++++ DATASET ROWS

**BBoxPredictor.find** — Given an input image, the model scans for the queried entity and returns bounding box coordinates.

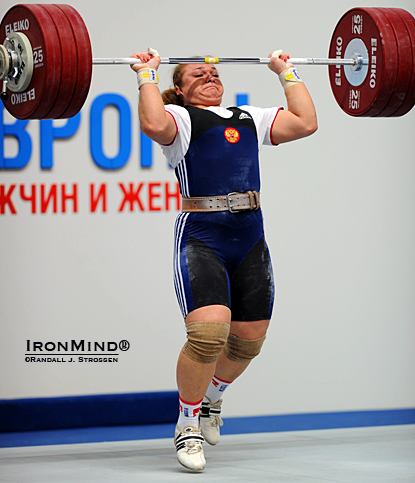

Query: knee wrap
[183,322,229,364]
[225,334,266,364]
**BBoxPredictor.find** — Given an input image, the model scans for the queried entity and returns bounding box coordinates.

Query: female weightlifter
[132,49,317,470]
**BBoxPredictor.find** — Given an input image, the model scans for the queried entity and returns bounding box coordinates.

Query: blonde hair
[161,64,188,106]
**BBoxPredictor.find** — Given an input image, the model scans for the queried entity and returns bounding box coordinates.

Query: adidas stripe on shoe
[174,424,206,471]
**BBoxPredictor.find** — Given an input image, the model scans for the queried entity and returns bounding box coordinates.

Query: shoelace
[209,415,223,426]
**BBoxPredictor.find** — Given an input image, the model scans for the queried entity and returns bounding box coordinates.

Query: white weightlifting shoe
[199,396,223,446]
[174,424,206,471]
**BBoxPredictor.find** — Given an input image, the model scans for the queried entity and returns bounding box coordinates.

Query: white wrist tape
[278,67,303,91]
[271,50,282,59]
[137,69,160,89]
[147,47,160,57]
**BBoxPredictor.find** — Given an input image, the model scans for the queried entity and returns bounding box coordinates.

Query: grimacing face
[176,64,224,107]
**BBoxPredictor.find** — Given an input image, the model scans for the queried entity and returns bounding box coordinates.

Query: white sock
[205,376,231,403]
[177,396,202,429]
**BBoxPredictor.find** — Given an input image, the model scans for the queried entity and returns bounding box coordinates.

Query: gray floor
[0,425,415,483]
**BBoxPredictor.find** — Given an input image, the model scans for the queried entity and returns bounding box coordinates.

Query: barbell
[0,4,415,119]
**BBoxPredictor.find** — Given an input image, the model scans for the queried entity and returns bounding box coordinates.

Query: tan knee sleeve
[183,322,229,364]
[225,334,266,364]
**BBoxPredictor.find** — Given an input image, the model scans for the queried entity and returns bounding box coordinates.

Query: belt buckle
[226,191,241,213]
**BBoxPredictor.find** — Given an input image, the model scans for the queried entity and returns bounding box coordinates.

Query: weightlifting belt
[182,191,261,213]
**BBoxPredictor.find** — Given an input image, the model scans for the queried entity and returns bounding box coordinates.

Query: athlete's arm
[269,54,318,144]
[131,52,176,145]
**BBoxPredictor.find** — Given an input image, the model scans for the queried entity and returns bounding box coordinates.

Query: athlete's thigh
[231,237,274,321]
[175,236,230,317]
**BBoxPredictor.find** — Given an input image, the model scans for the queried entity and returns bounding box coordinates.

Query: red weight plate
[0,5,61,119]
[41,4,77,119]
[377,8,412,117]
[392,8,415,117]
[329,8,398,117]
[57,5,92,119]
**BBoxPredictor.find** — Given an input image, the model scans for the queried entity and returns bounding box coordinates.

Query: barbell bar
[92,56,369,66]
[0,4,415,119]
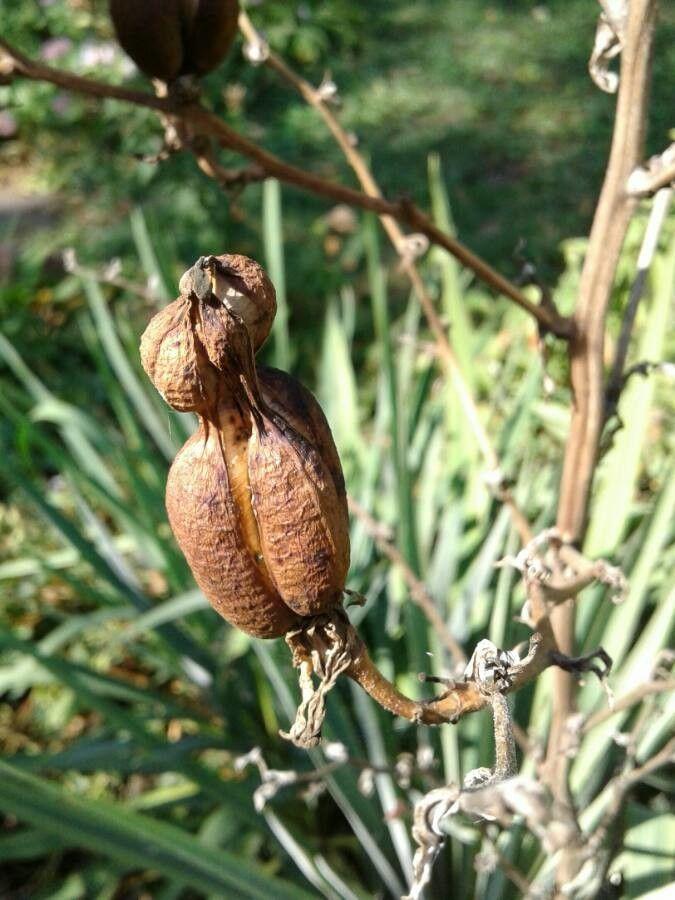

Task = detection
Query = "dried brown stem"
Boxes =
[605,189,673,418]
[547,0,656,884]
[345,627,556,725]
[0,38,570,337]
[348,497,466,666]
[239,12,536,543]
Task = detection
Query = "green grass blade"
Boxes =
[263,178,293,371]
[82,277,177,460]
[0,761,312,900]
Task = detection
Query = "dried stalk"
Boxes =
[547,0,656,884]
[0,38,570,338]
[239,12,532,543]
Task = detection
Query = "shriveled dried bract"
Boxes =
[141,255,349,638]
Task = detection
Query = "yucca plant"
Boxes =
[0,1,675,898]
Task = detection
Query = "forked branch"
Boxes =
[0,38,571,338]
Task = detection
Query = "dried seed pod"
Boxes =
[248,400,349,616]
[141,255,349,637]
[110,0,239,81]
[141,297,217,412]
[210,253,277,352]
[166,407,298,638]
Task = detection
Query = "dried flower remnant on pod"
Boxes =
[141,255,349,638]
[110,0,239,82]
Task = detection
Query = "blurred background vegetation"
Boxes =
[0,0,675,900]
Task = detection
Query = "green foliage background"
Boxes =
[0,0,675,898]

++++++++
++++ DATASET ROWS

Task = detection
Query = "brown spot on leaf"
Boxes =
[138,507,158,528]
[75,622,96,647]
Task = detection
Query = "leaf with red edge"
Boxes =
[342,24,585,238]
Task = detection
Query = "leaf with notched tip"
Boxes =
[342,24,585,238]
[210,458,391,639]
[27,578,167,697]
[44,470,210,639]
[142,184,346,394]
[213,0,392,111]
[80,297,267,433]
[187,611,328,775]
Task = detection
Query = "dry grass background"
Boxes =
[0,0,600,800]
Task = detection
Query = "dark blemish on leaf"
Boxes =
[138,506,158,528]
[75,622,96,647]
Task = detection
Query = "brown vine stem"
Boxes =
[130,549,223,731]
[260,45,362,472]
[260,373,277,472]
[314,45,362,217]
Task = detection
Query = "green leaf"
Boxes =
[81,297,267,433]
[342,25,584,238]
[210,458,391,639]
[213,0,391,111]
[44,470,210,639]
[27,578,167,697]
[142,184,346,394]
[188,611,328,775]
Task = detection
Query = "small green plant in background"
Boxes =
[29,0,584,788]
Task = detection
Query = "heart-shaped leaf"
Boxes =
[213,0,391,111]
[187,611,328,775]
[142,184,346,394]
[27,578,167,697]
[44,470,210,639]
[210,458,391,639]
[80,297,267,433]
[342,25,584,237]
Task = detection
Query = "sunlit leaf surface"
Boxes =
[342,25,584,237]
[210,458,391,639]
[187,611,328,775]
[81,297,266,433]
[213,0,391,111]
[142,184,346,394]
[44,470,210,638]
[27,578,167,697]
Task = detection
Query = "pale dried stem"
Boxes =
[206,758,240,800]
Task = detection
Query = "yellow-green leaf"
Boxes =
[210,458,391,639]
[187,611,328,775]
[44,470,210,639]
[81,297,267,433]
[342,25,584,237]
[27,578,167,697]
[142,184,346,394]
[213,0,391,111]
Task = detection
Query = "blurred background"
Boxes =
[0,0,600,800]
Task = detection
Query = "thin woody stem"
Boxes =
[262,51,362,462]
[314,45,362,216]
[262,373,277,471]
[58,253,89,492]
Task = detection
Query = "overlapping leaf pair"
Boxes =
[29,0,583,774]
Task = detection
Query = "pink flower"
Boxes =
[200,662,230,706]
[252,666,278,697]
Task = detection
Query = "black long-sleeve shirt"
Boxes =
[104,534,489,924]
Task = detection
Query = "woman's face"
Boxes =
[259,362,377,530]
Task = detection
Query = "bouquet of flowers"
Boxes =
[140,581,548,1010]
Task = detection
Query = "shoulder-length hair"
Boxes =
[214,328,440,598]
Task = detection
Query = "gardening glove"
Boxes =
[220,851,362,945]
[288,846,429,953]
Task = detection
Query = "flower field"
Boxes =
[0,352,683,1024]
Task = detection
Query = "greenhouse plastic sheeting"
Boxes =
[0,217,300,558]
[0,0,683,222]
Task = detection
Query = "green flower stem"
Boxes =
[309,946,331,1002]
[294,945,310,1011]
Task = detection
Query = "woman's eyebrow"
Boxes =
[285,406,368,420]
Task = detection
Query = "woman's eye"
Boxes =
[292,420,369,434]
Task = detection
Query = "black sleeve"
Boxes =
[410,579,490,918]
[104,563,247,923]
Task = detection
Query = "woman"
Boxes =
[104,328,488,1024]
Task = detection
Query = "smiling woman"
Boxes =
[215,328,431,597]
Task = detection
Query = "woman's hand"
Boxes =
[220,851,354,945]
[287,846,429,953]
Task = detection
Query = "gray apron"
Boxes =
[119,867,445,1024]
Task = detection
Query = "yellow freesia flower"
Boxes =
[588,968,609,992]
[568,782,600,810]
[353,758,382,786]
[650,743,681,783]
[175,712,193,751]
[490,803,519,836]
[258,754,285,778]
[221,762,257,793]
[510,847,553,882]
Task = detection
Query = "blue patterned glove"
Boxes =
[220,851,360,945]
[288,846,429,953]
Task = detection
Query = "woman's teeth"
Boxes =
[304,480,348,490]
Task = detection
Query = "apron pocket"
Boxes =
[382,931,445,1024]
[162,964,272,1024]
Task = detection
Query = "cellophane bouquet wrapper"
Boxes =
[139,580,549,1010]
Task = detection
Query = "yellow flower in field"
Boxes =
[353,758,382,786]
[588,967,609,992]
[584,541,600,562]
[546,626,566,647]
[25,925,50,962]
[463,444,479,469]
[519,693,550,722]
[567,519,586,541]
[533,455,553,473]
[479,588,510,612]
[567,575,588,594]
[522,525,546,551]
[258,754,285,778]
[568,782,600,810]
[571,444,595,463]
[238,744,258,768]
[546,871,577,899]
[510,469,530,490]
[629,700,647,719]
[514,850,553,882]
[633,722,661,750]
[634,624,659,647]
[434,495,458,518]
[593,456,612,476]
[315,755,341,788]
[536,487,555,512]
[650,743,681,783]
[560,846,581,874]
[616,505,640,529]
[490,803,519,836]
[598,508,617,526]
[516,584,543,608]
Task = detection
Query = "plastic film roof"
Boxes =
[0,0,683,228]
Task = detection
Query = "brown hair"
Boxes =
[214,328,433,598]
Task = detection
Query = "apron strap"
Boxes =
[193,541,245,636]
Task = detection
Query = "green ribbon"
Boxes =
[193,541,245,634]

++++++++
++++ DATASET ROWS

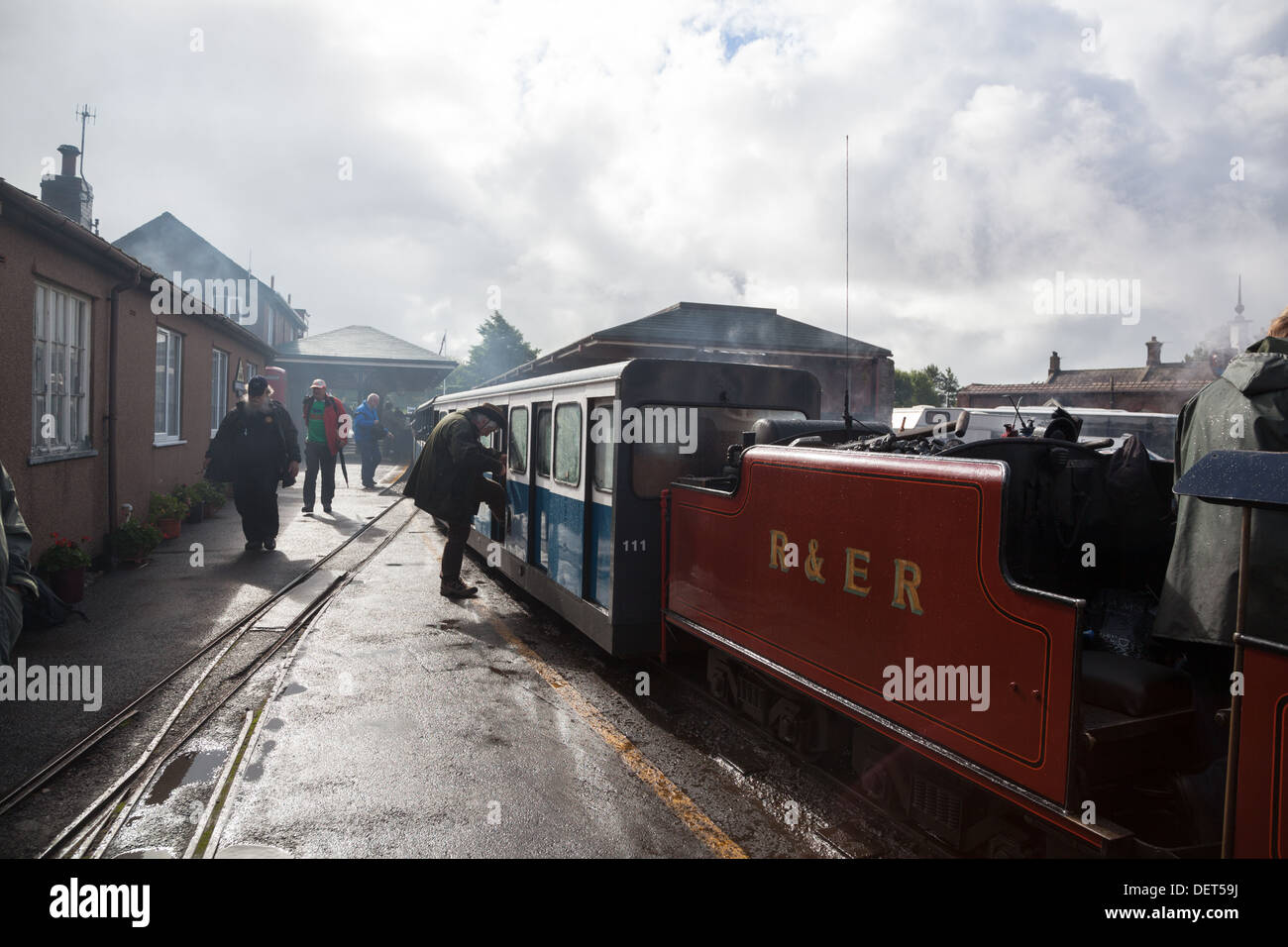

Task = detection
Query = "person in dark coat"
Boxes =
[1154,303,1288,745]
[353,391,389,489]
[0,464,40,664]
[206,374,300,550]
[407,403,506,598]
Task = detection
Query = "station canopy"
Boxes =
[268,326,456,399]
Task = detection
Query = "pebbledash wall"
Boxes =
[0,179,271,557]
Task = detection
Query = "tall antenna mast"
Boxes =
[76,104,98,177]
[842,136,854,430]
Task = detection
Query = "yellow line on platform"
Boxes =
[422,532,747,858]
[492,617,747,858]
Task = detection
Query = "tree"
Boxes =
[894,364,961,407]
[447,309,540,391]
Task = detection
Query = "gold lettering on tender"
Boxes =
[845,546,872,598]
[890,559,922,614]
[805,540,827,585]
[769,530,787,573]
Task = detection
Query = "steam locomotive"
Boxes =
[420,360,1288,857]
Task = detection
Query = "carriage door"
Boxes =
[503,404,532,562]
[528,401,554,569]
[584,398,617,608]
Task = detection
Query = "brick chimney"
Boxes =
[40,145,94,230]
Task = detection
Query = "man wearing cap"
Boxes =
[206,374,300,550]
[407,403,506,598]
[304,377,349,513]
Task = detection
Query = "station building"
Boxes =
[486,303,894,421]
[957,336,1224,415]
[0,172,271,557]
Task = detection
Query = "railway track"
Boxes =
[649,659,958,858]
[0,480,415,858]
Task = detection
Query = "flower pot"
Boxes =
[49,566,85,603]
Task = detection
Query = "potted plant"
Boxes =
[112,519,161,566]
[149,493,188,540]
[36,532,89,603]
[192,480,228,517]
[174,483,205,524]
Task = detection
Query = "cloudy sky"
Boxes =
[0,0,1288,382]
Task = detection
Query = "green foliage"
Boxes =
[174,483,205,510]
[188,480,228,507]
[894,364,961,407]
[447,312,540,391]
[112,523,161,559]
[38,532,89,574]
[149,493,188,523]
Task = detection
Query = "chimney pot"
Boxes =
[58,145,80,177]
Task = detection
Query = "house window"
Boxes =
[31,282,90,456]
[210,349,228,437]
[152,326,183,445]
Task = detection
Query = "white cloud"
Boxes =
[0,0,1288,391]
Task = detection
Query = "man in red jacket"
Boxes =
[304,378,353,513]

++++++++

TASK DESCRIPTION:
Determine how many lines in the rows above contain the string "blurred", and state only that number.

TASK OUTPUT:
2